(Exercise):
Output the following lines verbatim, starting with the line containing "TARGET = snow-covered slope" and going on through the line containing "(1182, 333)".

┌────────

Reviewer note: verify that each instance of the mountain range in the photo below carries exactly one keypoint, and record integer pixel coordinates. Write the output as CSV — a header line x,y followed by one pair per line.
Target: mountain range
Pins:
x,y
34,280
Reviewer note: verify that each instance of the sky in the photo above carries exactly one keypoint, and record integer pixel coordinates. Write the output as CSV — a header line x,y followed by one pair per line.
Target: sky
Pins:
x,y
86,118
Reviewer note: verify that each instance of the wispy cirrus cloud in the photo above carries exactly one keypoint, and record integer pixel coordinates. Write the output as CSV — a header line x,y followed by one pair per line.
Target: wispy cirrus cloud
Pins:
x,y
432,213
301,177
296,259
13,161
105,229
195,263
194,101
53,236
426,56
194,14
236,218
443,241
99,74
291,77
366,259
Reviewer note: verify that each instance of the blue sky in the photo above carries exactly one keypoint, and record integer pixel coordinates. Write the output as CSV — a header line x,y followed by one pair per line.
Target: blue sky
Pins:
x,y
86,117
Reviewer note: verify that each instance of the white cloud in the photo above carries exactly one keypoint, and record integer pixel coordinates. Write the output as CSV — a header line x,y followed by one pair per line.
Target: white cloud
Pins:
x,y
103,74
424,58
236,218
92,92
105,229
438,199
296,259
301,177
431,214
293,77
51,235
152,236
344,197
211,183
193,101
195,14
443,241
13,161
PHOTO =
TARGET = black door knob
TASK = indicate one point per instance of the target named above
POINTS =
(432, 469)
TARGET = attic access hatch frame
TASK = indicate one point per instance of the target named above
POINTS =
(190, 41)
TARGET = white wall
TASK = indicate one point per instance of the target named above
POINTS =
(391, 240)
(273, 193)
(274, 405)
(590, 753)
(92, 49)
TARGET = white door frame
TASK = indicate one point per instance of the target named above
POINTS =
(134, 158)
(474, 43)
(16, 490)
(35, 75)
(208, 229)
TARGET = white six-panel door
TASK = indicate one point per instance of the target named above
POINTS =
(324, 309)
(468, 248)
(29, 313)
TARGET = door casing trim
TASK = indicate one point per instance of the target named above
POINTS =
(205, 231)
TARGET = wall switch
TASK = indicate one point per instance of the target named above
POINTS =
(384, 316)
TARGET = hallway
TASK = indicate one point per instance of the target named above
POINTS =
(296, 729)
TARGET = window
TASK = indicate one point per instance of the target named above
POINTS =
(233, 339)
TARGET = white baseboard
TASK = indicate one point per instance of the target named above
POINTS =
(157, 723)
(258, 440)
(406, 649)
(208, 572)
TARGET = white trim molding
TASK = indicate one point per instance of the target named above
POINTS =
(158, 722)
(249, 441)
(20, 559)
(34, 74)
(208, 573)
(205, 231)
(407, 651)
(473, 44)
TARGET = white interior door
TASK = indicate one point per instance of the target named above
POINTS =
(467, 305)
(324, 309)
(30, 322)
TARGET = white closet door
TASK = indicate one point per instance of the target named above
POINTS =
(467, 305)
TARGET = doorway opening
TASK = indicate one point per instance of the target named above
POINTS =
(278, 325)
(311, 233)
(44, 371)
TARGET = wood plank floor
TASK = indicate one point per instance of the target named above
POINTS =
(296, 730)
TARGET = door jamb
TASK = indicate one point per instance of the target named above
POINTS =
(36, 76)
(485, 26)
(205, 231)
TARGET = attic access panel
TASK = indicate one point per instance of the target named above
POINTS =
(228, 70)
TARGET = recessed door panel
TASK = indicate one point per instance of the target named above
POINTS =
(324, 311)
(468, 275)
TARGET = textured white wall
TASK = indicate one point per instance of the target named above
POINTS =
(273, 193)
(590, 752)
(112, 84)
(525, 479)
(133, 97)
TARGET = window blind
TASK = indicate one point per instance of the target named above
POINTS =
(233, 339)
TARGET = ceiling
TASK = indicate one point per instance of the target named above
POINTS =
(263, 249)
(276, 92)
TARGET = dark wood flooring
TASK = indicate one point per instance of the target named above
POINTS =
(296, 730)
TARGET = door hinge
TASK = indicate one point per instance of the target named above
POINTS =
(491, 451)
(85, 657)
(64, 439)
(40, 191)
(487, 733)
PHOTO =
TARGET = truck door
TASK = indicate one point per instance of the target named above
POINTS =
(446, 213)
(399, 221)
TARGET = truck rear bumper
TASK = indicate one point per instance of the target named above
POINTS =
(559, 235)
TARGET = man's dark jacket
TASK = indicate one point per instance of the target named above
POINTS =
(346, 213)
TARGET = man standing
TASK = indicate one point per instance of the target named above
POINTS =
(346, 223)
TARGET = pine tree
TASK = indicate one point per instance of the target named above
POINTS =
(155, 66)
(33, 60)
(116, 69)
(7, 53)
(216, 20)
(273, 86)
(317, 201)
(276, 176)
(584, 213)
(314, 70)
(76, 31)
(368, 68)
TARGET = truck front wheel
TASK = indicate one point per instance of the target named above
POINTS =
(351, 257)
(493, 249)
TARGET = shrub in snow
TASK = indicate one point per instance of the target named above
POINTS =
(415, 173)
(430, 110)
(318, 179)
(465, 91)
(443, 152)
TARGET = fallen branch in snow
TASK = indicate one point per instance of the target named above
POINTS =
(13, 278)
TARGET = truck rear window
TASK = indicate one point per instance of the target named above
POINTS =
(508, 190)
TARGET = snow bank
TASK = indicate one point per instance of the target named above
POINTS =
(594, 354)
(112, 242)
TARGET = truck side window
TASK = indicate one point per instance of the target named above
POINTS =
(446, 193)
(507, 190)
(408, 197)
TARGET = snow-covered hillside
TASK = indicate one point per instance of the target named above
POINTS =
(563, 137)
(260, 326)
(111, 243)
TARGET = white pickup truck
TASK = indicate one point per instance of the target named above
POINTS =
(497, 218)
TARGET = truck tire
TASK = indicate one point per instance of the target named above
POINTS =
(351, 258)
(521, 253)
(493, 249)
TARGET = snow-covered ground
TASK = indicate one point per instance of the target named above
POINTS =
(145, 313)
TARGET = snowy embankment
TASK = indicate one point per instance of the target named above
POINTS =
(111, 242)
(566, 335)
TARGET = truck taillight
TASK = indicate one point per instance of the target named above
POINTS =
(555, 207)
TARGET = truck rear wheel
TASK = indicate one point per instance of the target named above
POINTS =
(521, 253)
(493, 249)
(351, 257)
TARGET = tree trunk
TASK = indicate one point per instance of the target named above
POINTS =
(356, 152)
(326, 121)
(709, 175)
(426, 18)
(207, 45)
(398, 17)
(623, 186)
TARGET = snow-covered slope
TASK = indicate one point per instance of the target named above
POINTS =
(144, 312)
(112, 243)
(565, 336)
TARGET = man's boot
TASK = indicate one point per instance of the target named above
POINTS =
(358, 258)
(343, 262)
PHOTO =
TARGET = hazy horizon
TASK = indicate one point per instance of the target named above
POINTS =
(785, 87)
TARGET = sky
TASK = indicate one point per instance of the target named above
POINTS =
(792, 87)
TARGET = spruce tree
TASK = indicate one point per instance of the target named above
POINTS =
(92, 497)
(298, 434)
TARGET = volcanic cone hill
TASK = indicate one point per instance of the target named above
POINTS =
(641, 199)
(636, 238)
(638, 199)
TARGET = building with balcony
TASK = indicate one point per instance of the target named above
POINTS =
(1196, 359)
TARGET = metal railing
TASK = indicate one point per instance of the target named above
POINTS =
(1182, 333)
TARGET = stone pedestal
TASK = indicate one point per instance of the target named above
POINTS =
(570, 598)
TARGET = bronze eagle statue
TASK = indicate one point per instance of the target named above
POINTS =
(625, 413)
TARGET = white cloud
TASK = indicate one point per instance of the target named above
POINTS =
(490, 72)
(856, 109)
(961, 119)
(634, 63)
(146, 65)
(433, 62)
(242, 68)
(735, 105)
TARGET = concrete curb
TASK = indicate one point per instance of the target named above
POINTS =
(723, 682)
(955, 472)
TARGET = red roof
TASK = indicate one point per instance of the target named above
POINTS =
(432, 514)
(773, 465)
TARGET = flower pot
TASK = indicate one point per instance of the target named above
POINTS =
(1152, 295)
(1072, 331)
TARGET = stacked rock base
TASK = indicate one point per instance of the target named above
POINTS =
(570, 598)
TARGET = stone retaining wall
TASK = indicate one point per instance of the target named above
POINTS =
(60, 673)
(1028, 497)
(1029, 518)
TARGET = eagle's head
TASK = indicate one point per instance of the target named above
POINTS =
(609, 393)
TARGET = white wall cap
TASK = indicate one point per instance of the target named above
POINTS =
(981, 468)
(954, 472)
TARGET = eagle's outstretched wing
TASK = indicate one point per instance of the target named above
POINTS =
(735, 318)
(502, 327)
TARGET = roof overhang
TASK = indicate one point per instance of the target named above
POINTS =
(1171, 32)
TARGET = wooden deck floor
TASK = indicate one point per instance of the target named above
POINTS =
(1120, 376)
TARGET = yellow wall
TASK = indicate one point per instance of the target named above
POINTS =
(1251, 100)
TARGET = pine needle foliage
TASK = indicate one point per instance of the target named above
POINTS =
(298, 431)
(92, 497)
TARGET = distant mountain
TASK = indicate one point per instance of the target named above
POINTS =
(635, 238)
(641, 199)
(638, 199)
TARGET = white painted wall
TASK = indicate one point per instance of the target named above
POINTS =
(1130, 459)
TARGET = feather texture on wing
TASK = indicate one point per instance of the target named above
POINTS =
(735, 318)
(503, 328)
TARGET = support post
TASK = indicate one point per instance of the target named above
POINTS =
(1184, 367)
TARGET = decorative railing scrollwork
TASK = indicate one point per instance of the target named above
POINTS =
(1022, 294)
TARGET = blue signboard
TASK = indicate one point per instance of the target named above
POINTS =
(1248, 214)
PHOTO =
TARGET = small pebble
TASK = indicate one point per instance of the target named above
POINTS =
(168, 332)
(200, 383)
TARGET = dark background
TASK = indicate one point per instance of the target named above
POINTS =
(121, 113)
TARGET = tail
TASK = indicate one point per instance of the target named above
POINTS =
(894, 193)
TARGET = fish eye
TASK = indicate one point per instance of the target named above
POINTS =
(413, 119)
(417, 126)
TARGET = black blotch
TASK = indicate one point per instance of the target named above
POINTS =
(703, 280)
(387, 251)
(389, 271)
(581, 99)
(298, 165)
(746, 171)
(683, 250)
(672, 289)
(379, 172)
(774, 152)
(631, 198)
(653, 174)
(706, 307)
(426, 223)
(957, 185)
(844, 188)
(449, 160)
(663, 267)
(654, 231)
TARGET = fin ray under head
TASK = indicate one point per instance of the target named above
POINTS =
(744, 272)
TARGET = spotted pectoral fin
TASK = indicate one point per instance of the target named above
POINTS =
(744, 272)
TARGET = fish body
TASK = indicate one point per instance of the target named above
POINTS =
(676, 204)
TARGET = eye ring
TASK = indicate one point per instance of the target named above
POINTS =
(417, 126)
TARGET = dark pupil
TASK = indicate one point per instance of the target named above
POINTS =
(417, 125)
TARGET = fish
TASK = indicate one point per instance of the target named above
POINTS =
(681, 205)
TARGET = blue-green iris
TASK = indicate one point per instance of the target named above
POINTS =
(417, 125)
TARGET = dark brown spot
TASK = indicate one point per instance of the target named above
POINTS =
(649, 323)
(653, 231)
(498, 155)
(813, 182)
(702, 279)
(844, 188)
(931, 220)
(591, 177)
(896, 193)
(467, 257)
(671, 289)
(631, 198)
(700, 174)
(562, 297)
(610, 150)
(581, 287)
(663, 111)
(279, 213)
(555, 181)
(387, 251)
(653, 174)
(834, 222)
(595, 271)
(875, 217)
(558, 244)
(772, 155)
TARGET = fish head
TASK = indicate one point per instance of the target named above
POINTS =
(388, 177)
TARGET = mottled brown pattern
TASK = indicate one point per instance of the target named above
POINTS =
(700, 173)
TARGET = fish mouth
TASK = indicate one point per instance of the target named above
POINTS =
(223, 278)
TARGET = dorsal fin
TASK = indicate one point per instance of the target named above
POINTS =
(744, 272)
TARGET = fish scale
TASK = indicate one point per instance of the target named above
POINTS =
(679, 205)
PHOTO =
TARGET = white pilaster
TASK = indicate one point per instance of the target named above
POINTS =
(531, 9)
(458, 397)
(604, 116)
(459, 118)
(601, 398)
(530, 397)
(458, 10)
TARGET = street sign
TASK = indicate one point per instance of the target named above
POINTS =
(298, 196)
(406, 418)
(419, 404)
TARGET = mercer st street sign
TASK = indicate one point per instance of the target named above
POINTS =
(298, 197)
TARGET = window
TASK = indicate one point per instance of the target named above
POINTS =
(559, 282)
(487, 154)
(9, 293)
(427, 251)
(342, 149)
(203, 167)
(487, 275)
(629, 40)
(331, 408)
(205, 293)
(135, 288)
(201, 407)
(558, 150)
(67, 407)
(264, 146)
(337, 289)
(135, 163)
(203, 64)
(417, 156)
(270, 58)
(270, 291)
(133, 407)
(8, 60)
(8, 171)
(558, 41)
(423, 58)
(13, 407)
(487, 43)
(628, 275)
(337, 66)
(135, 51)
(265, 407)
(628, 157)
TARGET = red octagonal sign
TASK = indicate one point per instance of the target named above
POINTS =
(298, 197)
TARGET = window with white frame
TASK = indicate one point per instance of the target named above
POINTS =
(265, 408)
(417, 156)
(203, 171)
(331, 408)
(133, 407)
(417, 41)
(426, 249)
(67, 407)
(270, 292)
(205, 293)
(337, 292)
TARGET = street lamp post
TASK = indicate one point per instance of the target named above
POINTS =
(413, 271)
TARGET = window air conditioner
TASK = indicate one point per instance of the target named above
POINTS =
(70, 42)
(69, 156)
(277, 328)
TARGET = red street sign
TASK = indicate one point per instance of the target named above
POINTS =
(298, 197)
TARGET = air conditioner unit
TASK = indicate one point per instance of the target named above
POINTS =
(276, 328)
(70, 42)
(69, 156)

└────────

(Answer):
TARGET = snow-covered slope
TASK = indicate one point per instance of the target named above
POINTS =
(144, 312)
(112, 243)
(565, 336)
TARGET = man's boot
TASK = indicate one point per instance of the target named above
POINTS =
(358, 258)
(343, 262)
PHOTO =
TARGET = hazy horizon
TASK = indicate one point per instance of the target named above
POINTS =
(785, 87)
TARGET = sky
TASK = indicate one point per instance of the target named above
POINTS =
(792, 87)
TARGET = spruce tree
TASK = indicate one point per instance of the target named above
POINTS =
(92, 497)
(298, 434)
TARGET = volcanic cone hill
TASK = indicate one point per instance of the target named above
POINTS =
(641, 199)
(636, 238)
(638, 199)
TARGET = building with balcony
TASK = indicate one point per instance of the target named above
POINTS =
(1196, 359)
TARGET = metal railing
TASK = indicate one point per instance of the target named above
POINTS =
(1182, 333)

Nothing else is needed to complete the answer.